━━ Input data ━━

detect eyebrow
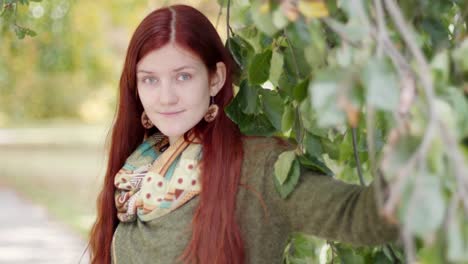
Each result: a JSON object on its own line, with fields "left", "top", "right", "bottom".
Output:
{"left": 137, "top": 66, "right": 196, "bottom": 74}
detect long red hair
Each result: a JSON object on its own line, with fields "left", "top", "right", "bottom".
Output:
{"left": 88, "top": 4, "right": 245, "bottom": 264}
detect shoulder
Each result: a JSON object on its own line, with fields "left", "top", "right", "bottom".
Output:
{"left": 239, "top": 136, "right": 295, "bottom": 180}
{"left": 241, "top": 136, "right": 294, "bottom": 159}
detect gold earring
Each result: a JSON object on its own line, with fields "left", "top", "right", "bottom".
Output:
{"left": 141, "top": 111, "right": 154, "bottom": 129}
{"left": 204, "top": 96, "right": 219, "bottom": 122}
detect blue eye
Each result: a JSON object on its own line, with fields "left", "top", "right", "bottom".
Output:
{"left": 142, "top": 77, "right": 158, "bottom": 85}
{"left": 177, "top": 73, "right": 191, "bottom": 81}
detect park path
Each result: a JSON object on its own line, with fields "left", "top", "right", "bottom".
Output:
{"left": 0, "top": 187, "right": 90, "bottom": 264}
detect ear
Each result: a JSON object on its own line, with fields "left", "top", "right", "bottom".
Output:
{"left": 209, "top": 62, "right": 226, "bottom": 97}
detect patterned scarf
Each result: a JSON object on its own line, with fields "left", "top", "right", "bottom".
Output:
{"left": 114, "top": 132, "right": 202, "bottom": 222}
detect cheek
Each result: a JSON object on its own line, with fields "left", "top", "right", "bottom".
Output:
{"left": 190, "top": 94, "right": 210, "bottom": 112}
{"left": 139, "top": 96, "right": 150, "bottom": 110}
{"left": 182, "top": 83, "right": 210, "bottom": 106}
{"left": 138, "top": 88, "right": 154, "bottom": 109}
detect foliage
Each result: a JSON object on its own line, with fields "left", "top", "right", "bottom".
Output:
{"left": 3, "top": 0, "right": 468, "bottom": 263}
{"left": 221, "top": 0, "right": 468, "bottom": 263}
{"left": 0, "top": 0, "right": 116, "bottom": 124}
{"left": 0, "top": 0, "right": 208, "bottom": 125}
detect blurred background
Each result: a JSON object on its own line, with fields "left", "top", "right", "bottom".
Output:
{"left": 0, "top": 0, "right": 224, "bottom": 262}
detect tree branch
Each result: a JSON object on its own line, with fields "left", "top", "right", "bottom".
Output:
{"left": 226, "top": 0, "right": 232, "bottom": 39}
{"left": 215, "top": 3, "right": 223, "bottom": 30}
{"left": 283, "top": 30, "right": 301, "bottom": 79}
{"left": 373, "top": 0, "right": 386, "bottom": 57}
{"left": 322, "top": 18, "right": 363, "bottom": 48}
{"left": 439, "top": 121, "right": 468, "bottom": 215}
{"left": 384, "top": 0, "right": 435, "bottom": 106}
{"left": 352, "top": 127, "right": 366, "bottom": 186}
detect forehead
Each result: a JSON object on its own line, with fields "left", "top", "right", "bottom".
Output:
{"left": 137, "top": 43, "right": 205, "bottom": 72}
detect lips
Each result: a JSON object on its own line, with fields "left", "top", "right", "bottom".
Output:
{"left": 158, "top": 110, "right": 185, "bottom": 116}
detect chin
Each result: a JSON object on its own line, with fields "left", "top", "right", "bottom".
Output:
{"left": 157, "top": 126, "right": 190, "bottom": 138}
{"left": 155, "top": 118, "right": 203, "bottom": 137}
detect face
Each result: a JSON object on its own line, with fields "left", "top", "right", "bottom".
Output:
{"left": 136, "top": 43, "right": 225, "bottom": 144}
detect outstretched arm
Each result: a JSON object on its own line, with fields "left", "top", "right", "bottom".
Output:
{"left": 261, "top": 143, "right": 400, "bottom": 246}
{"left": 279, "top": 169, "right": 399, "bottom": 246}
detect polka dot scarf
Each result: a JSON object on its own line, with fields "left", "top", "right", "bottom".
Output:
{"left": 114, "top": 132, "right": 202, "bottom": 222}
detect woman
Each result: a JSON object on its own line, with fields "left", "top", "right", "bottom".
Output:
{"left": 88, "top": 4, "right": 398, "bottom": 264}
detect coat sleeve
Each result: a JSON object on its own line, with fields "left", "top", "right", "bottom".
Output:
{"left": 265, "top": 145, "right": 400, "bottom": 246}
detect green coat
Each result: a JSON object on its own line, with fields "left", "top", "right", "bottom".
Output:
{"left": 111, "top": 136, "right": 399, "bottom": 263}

━━━
━━ Input data ━━

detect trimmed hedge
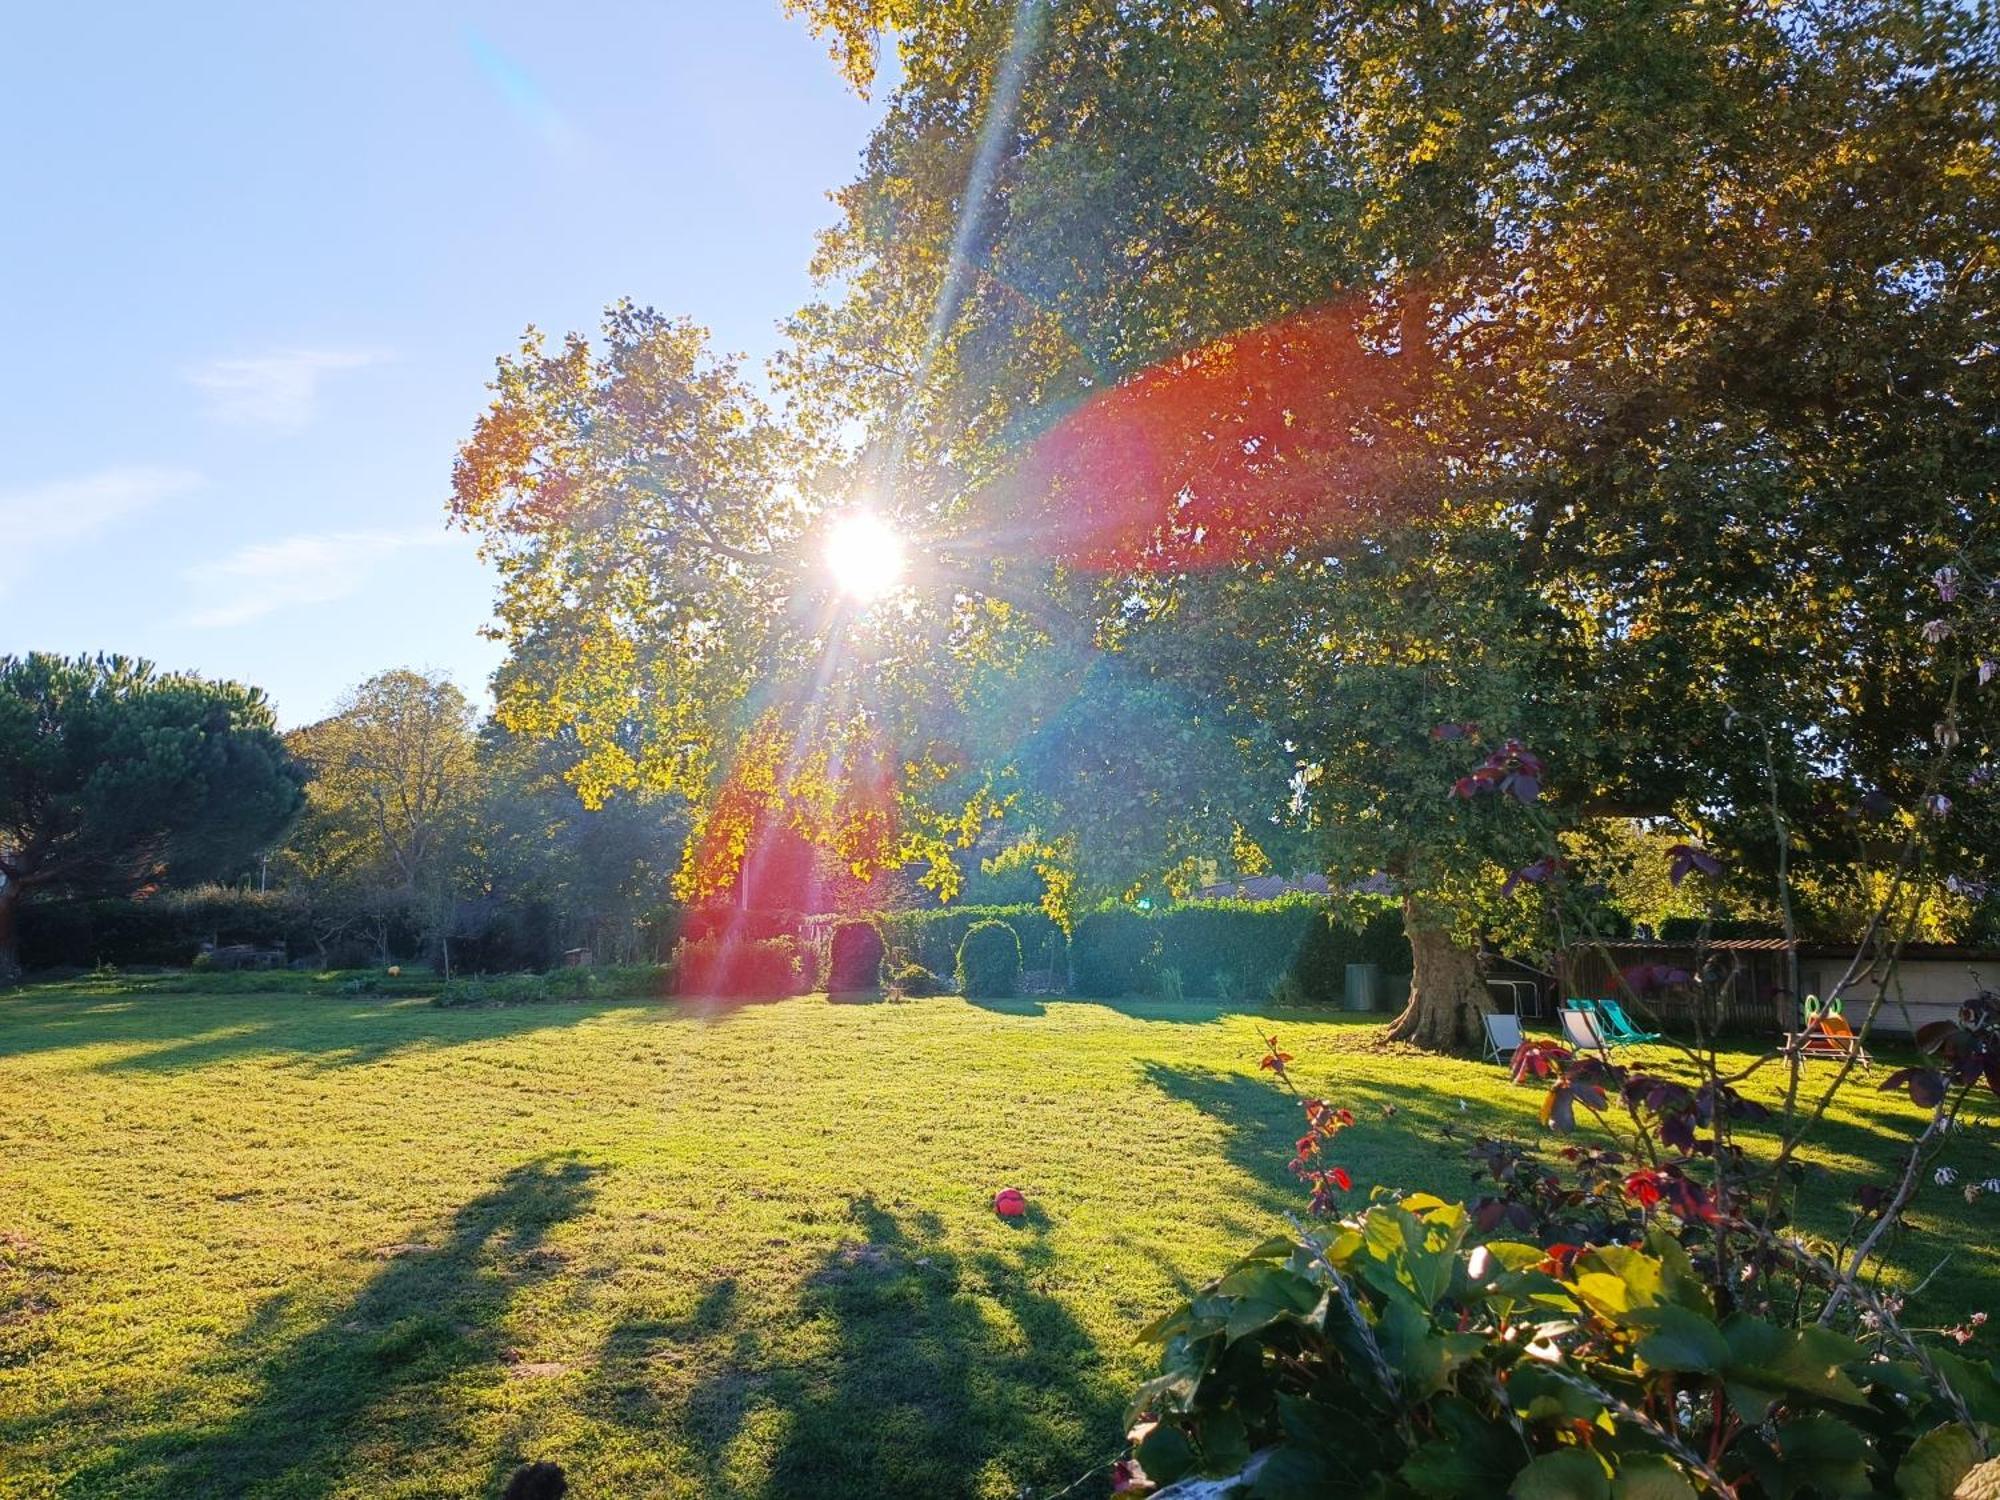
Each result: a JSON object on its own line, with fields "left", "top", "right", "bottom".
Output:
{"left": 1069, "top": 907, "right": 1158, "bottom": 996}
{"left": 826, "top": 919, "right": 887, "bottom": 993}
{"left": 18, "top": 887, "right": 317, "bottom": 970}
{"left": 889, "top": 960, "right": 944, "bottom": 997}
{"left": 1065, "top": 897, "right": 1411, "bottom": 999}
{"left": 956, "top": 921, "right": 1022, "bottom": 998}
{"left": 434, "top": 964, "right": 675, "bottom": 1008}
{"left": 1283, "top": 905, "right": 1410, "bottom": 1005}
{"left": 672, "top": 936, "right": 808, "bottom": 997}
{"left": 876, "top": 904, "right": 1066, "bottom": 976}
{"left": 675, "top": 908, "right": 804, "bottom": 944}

━━━

### What you should do
Line by line, count how many lines of the entries contain the word "coat", and give only that number.

### Answer section
2